[WORK ORDER]:
Check each line of the entries below for the word "hanging", and copy the lines that have it.

*** Opening of MATERIAL PROVIDED ***

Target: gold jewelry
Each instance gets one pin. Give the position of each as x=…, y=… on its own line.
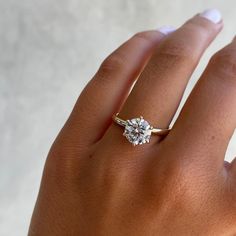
x=138, y=130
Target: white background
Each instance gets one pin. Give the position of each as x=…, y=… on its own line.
x=48, y=52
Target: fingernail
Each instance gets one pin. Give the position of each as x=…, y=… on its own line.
x=212, y=15
x=166, y=29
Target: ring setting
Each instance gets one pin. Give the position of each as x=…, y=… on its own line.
x=137, y=130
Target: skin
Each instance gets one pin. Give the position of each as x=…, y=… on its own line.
x=96, y=183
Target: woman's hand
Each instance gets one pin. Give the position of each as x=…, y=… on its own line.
x=96, y=183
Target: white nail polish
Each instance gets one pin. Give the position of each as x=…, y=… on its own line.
x=166, y=29
x=212, y=15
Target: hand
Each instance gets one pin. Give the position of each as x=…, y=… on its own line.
x=97, y=183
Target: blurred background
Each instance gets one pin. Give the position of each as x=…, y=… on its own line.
x=49, y=49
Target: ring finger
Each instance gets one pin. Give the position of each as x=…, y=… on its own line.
x=159, y=89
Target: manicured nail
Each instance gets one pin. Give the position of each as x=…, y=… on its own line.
x=166, y=29
x=212, y=15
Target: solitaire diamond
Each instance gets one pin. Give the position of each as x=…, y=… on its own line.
x=137, y=131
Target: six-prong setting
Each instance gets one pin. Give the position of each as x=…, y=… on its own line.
x=138, y=131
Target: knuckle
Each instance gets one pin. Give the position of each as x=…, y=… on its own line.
x=111, y=64
x=177, y=50
x=224, y=63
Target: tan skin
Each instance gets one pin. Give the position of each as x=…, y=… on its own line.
x=96, y=183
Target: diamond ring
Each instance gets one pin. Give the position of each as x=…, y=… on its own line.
x=137, y=130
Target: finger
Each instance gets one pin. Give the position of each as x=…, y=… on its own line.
x=157, y=93
x=105, y=93
x=208, y=118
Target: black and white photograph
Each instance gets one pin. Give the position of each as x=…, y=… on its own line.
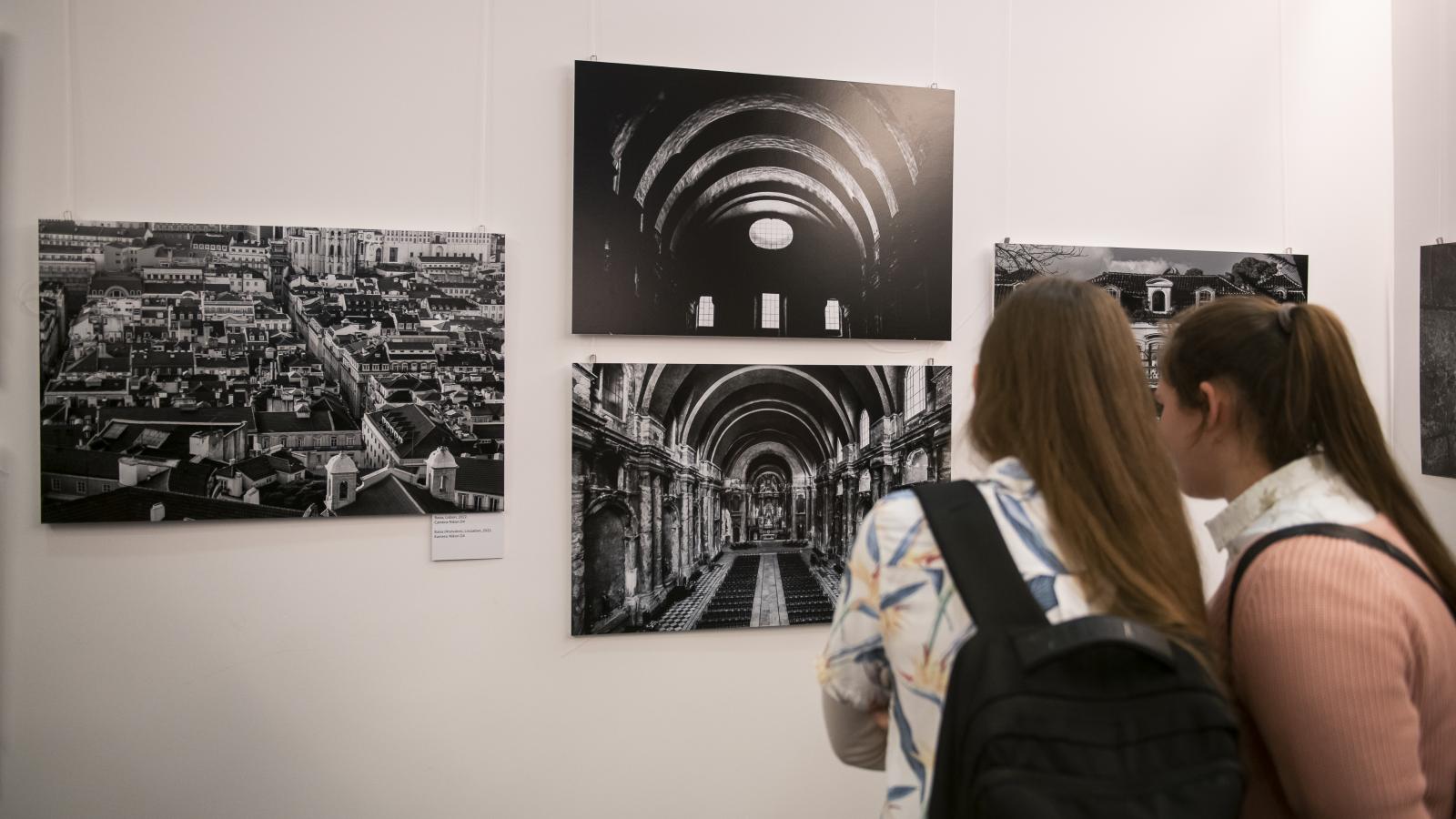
x=727, y=496
x=217, y=372
x=715, y=203
x=1154, y=286
x=1439, y=360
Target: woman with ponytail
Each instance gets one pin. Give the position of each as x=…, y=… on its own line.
x=1341, y=656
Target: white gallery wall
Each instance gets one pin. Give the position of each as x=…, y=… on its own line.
x=293, y=669
x=1424, y=210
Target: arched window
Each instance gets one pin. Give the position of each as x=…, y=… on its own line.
x=1150, y=351
x=917, y=467
x=915, y=390
x=769, y=310
x=832, y=317
x=612, y=388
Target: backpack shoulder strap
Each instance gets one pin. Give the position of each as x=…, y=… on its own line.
x=1324, y=531
x=976, y=555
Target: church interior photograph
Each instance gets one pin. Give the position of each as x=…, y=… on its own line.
x=724, y=496
x=1438, y=343
x=713, y=203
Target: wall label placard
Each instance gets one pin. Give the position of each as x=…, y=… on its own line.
x=466, y=537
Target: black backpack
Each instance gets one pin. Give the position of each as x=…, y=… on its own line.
x=1092, y=717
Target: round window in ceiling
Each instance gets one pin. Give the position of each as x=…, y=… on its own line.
x=771, y=234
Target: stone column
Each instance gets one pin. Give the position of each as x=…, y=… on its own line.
x=659, y=535
x=579, y=557
x=647, y=531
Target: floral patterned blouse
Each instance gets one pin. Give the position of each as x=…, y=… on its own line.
x=900, y=622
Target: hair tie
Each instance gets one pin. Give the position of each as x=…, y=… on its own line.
x=1286, y=317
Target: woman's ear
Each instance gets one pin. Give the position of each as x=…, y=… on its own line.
x=1220, y=411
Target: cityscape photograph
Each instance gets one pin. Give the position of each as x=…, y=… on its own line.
x=216, y=372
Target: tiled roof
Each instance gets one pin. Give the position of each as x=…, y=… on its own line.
x=393, y=496
x=136, y=503
x=79, y=462
x=480, y=475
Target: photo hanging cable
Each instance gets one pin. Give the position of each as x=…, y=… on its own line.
x=1283, y=133
x=1443, y=160
x=935, y=41
x=485, y=143
x=594, y=25
x=69, y=12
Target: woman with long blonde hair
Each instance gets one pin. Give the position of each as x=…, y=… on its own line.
x=1084, y=496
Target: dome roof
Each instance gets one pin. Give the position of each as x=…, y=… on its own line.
x=341, y=464
x=441, y=460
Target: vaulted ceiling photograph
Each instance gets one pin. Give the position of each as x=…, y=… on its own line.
x=718, y=203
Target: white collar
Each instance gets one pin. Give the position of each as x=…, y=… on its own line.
x=1308, y=490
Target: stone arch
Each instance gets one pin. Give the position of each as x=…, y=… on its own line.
x=604, y=540
x=917, y=467
x=670, y=542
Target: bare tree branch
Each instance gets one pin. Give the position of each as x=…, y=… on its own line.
x=1034, y=258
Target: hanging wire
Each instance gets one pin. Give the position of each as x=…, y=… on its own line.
x=1283, y=135
x=935, y=41
x=1443, y=160
x=487, y=140
x=596, y=26
x=69, y=14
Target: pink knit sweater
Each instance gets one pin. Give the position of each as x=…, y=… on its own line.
x=1344, y=666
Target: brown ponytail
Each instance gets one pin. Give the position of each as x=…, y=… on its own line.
x=1296, y=373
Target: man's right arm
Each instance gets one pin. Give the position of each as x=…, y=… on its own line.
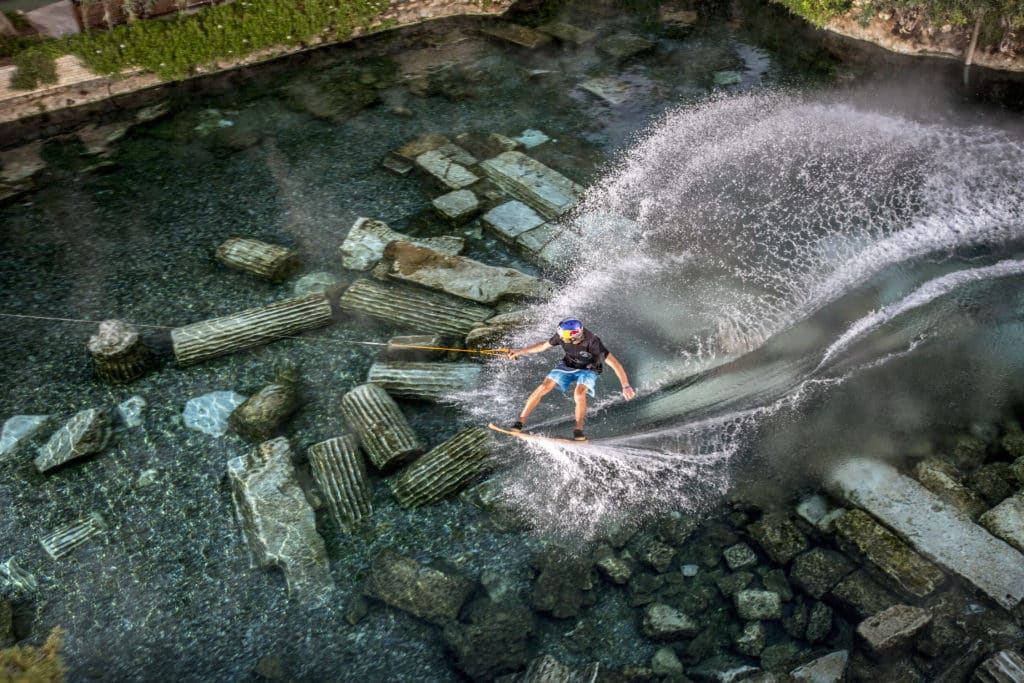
x=536, y=348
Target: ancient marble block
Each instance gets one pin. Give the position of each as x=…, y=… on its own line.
x=458, y=206
x=278, y=523
x=894, y=558
x=461, y=276
x=443, y=167
x=365, y=244
x=517, y=34
x=511, y=219
x=70, y=537
x=383, y=430
x=893, y=628
x=249, y=328
x=18, y=429
x=662, y=622
x=86, y=433
x=942, y=479
x=432, y=594
x=341, y=475
x=778, y=538
x=264, y=260
x=567, y=33
x=758, y=605
x=938, y=531
x=414, y=307
x=118, y=351
x=444, y=469
x=424, y=381
x=1007, y=520
x=547, y=190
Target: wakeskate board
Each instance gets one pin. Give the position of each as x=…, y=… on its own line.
x=535, y=437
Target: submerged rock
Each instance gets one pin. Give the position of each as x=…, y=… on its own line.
x=431, y=593
x=18, y=429
x=494, y=640
x=364, y=246
x=894, y=628
x=86, y=433
x=278, y=523
x=459, y=275
x=209, y=413
x=131, y=412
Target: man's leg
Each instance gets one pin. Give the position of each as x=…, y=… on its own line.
x=580, y=394
x=535, y=398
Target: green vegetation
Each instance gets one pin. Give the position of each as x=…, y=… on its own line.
x=176, y=47
x=938, y=12
x=34, y=665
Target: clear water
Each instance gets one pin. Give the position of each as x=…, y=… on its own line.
x=802, y=251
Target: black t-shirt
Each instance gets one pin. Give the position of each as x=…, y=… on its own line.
x=588, y=354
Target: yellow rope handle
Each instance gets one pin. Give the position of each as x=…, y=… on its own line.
x=484, y=351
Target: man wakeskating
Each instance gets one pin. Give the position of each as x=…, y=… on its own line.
x=585, y=356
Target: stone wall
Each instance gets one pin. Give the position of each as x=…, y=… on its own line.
x=76, y=85
x=909, y=32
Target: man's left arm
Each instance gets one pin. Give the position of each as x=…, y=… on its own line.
x=621, y=374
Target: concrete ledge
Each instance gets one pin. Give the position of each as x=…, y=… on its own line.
x=934, y=528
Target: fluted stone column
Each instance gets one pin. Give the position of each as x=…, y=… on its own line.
x=249, y=328
x=384, y=433
x=70, y=537
x=414, y=307
x=424, y=381
x=118, y=351
x=448, y=468
x=259, y=258
x=341, y=475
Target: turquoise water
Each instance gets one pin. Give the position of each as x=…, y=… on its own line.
x=290, y=153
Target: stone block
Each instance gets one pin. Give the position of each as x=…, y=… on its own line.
x=758, y=605
x=893, y=629
x=739, y=556
x=431, y=593
x=817, y=570
x=894, y=559
x=457, y=207
x=1007, y=520
x=85, y=434
x=664, y=623
x=940, y=534
x=459, y=275
x=547, y=190
x=944, y=480
x=511, y=219
x=778, y=538
x=278, y=522
x=364, y=247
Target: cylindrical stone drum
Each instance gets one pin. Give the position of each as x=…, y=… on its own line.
x=384, y=433
x=118, y=352
x=259, y=258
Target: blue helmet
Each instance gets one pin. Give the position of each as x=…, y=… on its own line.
x=570, y=329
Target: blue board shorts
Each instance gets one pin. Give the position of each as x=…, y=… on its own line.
x=565, y=378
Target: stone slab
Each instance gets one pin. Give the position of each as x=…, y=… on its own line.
x=544, y=188
x=459, y=275
x=937, y=530
x=511, y=219
x=1007, y=520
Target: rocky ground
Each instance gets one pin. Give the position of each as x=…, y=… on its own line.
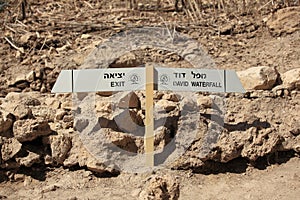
x=245, y=146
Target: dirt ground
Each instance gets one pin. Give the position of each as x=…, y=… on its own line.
x=55, y=35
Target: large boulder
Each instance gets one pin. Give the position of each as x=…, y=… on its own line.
x=5, y=123
x=30, y=129
x=60, y=146
x=258, y=78
x=291, y=79
x=10, y=148
x=29, y=160
x=160, y=187
x=284, y=21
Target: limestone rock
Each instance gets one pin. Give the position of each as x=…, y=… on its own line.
x=44, y=112
x=168, y=106
x=171, y=97
x=60, y=146
x=29, y=160
x=22, y=111
x=291, y=79
x=160, y=187
x=130, y=100
x=285, y=20
x=5, y=123
x=78, y=155
x=258, y=78
x=104, y=108
x=53, y=103
x=10, y=148
x=205, y=102
x=128, y=120
x=30, y=129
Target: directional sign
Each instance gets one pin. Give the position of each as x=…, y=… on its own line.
x=130, y=79
x=146, y=78
x=93, y=80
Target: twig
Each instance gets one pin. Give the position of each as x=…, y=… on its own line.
x=88, y=4
x=13, y=30
x=265, y=5
x=14, y=46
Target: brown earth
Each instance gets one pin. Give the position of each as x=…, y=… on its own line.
x=255, y=155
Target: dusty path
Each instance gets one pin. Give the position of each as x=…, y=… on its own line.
x=276, y=182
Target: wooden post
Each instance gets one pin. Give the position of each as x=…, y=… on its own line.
x=149, y=121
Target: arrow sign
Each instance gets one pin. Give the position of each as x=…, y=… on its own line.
x=130, y=79
x=146, y=78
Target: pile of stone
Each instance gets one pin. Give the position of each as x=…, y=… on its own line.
x=37, y=129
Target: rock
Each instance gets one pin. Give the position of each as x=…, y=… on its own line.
x=60, y=146
x=60, y=115
x=44, y=112
x=168, y=106
x=22, y=111
x=188, y=104
x=86, y=36
x=160, y=187
x=128, y=120
x=104, y=108
x=284, y=21
x=78, y=155
x=52, y=102
x=29, y=160
x=205, y=102
x=130, y=100
x=258, y=78
x=30, y=129
x=291, y=79
x=10, y=148
x=104, y=94
x=67, y=105
x=5, y=123
x=171, y=97
x=30, y=77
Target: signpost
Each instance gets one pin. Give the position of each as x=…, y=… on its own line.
x=146, y=78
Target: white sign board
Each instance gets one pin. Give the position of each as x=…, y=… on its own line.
x=183, y=79
x=130, y=79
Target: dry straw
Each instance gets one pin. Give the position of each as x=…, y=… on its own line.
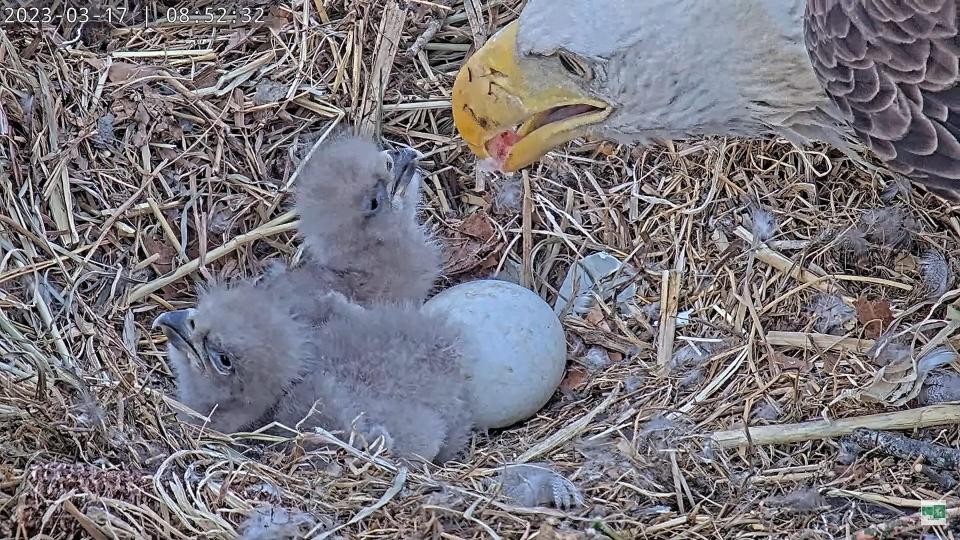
x=138, y=162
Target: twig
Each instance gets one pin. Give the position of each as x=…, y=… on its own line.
x=934, y=415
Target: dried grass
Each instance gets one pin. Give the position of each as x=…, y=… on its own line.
x=138, y=165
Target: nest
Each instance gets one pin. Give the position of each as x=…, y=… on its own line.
x=142, y=159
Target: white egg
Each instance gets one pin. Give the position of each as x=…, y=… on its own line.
x=514, y=346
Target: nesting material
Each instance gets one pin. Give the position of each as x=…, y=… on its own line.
x=141, y=160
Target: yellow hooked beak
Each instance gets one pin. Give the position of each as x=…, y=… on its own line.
x=494, y=93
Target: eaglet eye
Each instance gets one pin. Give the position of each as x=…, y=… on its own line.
x=574, y=65
x=219, y=360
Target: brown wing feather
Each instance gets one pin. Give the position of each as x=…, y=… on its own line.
x=891, y=66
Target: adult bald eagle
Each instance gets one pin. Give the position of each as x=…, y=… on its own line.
x=881, y=71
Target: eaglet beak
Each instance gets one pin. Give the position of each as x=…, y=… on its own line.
x=403, y=168
x=178, y=327
x=493, y=94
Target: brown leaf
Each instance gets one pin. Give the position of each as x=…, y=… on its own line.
x=574, y=379
x=478, y=226
x=460, y=256
x=595, y=315
x=789, y=363
x=874, y=315
x=167, y=253
x=121, y=72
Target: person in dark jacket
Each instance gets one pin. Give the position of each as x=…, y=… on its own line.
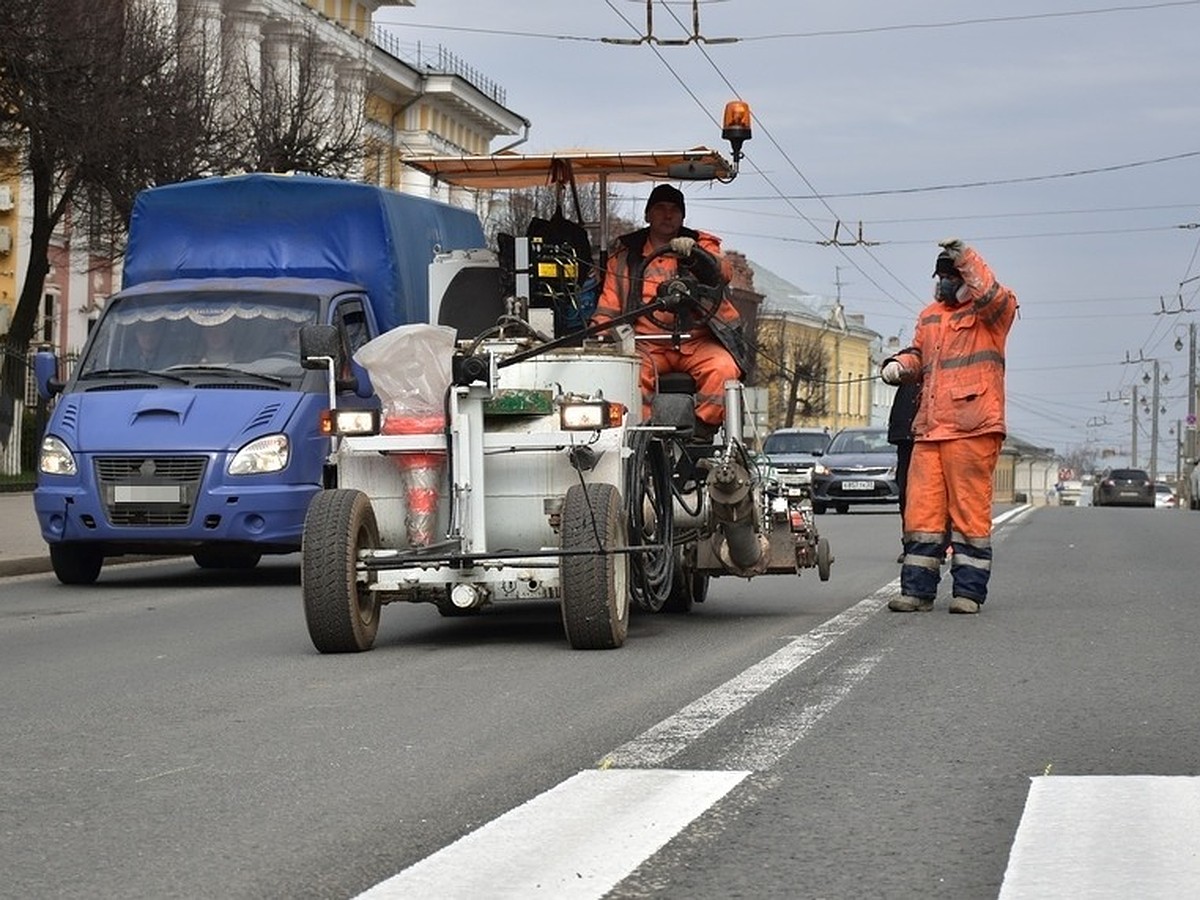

*** Close of MATERIAL PROVIDED ***

[OUTPUT BELOW]:
Target: photo hanging cable
Target: hanging wire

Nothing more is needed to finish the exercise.